■ Your objective
Copy out every line of the items below that contains the string "Target". Only matches with the same case count.

■ Entries shown
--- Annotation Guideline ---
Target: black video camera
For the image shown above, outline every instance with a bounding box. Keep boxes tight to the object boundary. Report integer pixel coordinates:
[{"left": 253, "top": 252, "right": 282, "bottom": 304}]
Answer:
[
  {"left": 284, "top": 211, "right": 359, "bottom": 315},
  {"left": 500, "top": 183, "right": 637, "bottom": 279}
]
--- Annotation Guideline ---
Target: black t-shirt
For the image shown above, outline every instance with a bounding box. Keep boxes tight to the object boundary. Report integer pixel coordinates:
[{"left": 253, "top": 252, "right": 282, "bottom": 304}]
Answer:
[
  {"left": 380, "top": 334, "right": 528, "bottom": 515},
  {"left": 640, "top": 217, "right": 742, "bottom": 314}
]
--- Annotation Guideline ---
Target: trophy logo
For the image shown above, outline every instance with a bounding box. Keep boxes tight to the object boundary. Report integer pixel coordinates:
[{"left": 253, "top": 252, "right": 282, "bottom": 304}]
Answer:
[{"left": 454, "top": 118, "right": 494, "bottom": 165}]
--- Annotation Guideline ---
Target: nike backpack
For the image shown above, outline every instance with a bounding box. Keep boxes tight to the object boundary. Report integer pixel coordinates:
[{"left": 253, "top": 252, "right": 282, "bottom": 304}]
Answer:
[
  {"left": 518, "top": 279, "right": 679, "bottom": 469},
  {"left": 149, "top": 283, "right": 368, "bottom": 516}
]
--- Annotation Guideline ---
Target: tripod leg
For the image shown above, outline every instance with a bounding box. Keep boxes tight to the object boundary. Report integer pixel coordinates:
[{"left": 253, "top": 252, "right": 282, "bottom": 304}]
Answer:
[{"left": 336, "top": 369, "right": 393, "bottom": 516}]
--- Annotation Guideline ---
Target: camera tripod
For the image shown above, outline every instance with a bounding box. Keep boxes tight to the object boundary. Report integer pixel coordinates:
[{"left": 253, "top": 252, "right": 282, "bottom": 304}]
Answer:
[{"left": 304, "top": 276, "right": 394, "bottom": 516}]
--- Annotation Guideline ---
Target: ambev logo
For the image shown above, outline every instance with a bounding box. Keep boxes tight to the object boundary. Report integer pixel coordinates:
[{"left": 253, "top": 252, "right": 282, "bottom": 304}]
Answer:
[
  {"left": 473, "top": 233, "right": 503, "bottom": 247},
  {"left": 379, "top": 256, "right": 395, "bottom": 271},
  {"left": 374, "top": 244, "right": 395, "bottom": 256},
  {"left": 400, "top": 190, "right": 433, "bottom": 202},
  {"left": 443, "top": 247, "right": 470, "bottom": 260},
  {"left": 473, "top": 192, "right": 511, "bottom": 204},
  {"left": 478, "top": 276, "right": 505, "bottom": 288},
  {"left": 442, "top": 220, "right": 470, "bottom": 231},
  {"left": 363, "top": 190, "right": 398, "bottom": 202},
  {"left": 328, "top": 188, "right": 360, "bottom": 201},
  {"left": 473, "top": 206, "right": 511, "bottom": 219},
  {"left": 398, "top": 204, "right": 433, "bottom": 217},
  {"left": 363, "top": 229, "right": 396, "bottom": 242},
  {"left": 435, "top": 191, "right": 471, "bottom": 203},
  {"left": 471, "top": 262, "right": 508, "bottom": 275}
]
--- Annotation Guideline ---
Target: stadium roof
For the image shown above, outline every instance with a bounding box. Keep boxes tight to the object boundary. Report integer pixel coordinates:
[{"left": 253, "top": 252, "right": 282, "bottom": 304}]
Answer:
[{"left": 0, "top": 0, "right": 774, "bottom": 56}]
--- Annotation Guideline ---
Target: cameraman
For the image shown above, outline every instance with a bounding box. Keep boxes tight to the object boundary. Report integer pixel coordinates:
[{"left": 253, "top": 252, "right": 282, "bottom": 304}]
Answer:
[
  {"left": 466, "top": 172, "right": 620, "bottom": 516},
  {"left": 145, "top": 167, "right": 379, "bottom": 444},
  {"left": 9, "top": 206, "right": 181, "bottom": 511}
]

■ Task answer
Target: black video camera
Target: black t-shirt
Target: trophy logo
Target: nike backpack
Target: tripod leg
Target: camera tripod
Target: ambev logo
Target: stadium roof
Target: cameraman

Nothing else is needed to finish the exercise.